---------- PROVIDED PASSAGE
Teams should document IdP metadata, SP metadata, certificates, entity IDs, assertion consumer service URLs, NameID format, required attributes, signing requirements, encryption requirements, and logout behavior before implementing SAML authentication. These fields define the trust contract between both systems. Missing details create failed logins and weak validation.
Inteca helps organizations design and implement enterprise IAM, federated identity, and SSO architectures where SAML, OIDC, LDAP, and Keycloak coexist safely. Inteca also supports IAM modernization projects that move organizations from legacy SAML-only or custom LDAP systems to maintainable identity platforms. This implementation context becomes important when deciding whether SAML is still the right protocol.
Is SAML being replaced by modern alternatives?
SAML is being replaced by OpenID Connect in many new application architectures, but it is not disappearing from enterprise environments. SAML 2.0 remains widely used for workforce SSO, legacy SaaS, and browser-based enterprise applications. OIDC and OAuth 2.0 are usually preferred for mobile apps, REST APIs, microservices, and modern cloud-native systems.
The better choice depends on the use case. SAML is mature for enterprise browser SSO and vendor integrations. OIDC is easier to use with JSON, APIs, mobile clients, and modern developer tooling. OAuth 2.0 is not a direct SAML replacement because OAuth focuses on delegated authorization, not standalone user authentication.
Which is better, SAML or OAuth?
SAML or OAuth is better only after the use case is defined. SAML is better for browser-based enterprise SSO where an IdP asserts a workforce user’s identity to a SaaS or internal application. OAuth 2.0 is better when an application needs delegated access to APIs without sharing user credentials.
OpenID Connect adds an identity layer on top of OAuth 2.0, which makes OIDC the more direct alternative to SAML for modern authentication. Inteca’s guide to SAML vs OIDC explains this distinction in depth. A separate “SAML vs OAuth: Which Should You Use?” article should handle the full comparison cluster.
When should an organization still use SAML authentication?
An organization should still use SAML authentication when the target application supports SAML as its strongest enterprise federation option. This is common for established SaaS products, legacy internal portals, and B2B federation scenarios. SAML also fits organizations with mature IdP metadata, certificate management, and browser SSO processes.
SAML is less suitable for native mobile apps, machine-to-machine API access, and fine-grained delegated authorization. In those scenarios, OIDC, OAuth 2.0, mTLS, and token-based API gateways usually provide a better design. The table below summarizes the decision boundary.
| Use case | Better fit | Reason |
|---|---|---|
| Browser-based enterprise SaaS SSO | SAML 2.0 | Mature support across enterprise applications and Identity Providers (IdPs) |
| Modern web app authentication | OpenID Connect (OIDC) | JSON-based tokens and developer-friendly authentication flows |
| Mobile app sign-in | OpenID Connect (OIDC) | Better support for native clients and current security best practices |
| Delegated API access | OAuth 2.0 | Designed specifically for scoped and delegated access to APIs |
| Legacy enterprise portal | SAML 2.0 | Often already supported by older enterprise software and infrastructure |
| Passwordless workforce login | OIDC + FIDO2/WebAuthn | Better alignment with passkeys, phishing-resistant authentication, and modern authenticators |
Organizations planning passwordless authentication, passkeys and WebAuthn, or IAM modernization should evaluate whether SAML remains a transition protocol or a long-term standard. A migrate from legacy SSO project often includes this decision.
--------------------
---------- STORED RECORDS
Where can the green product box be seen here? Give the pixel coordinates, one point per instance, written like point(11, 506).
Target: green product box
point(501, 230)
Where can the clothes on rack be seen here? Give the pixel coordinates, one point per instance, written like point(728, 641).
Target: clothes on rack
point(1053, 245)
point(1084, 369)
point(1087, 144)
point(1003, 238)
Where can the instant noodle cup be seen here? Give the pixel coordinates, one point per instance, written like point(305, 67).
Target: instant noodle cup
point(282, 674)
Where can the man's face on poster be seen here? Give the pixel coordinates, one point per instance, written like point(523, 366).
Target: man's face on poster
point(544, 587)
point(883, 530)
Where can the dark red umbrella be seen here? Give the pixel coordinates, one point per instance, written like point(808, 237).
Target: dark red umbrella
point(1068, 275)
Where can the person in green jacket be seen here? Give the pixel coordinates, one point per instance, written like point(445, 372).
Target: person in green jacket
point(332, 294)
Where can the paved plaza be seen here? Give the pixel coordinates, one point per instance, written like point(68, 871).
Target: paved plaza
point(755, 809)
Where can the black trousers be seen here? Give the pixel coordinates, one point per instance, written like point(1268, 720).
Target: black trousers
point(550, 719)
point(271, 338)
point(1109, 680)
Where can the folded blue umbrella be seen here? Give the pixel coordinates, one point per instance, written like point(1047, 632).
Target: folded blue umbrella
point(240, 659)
--------------------
**WHAT THE TASK REQUIRES**
Reproduce the portion of the SAML passage starting at "Inteca helps organizations" and ending at "by modern alternatives?", word for word.

**RESPONSE TO THIS EXERCISE**
Inteca helps organizations design and implement enterprise IAM, federated identity, and SSO architectures where SAML, OIDC, LDAP, and Keycloak coexist safely. Inteca also supports IAM modernization projects that move organizations from legacy SAML-only or custom LDAP systems to maintainable identity platforms. This implementation context becomes important when deciding whether SAML is still the right protocol.
Is SAML being replaced by modern alternatives?